BEGIN
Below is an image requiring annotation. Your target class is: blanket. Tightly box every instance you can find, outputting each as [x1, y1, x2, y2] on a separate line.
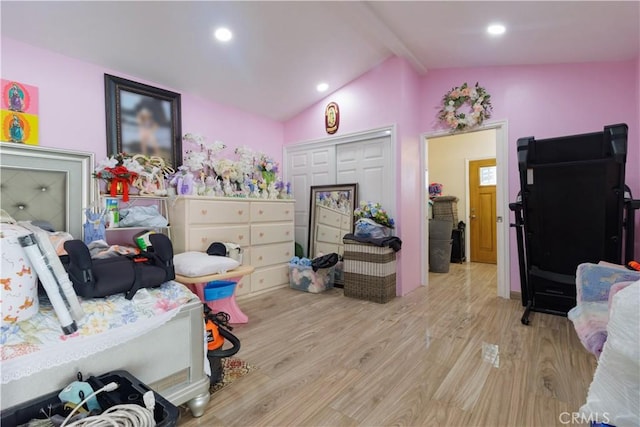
[0, 281, 195, 384]
[567, 263, 640, 357]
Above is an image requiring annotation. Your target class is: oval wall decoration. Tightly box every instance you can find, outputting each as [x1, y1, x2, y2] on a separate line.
[324, 102, 340, 135]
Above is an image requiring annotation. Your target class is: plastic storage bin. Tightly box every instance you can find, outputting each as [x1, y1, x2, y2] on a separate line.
[0, 371, 180, 427]
[289, 264, 335, 294]
[204, 280, 236, 301]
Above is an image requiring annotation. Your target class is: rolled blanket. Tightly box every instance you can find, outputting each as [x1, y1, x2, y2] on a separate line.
[567, 302, 609, 357]
[342, 234, 402, 252]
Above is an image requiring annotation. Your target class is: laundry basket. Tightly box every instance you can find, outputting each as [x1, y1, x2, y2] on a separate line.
[343, 239, 396, 304]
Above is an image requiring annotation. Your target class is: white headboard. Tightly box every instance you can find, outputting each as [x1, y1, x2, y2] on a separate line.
[0, 142, 95, 239]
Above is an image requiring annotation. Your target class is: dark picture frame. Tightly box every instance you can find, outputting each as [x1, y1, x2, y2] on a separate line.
[307, 183, 358, 258]
[104, 74, 182, 169]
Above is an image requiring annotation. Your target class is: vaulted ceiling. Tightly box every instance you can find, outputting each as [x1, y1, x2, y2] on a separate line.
[0, 0, 640, 120]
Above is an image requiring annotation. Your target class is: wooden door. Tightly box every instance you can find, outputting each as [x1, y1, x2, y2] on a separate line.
[469, 159, 497, 264]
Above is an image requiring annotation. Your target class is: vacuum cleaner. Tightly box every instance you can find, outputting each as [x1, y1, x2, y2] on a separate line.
[202, 304, 240, 385]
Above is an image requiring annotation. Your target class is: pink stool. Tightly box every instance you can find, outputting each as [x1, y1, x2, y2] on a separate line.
[176, 265, 254, 323]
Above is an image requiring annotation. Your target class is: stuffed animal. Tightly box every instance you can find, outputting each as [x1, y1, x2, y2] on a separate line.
[84, 208, 107, 245]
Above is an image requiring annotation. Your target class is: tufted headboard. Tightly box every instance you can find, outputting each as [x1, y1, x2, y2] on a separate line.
[0, 142, 95, 239]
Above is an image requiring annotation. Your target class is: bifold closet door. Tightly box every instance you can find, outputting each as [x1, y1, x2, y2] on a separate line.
[336, 136, 395, 217]
[286, 146, 336, 251]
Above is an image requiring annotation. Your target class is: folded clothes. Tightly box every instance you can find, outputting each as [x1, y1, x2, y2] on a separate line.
[289, 256, 311, 267]
[289, 253, 338, 271]
[311, 253, 338, 271]
[342, 234, 402, 252]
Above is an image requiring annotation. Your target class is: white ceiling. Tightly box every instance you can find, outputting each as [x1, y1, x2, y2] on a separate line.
[0, 0, 640, 120]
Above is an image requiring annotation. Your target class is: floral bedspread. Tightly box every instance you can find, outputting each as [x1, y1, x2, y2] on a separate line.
[0, 281, 196, 384]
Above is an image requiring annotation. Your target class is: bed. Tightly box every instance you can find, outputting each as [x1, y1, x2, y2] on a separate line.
[0, 143, 209, 417]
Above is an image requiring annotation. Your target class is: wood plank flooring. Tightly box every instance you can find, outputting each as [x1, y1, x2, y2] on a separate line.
[179, 263, 596, 427]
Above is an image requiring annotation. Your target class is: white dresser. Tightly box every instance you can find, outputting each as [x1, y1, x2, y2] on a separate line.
END
- **The task**
Scale the material, beginning at its first line and stopping after the line that contains "[204, 280, 236, 301]". Reproduce every line in that span, requests included, but multiply each bounding-box coordinate by 1.4 and round it to a whole number, rounding halves up. Leave the pictures out of your output.

- **Correct response**
Below is an image requiring annotation. Your target class is: blanket. Tightly box every instance you can find, outputting each as [x1, y1, x2, y2] on a separate line.
[0, 393, 273, 538]
[794, 368, 896, 500]
Above is an image requiring annotation. Your target class is: oval wall decoration. Tightly box every instance you can find, outputting each as [x1, y1, x2, y2] on a separate line.
[454, 143, 476, 189]
Above is an image requiring annotation. Your target class is: plastic storage bin. Tightly box every instance you can find, outputting each as [x1, y1, x2, y2] on a separate line.
[0, 519, 252, 598]
[405, 370, 469, 412]
[286, 392, 330, 421]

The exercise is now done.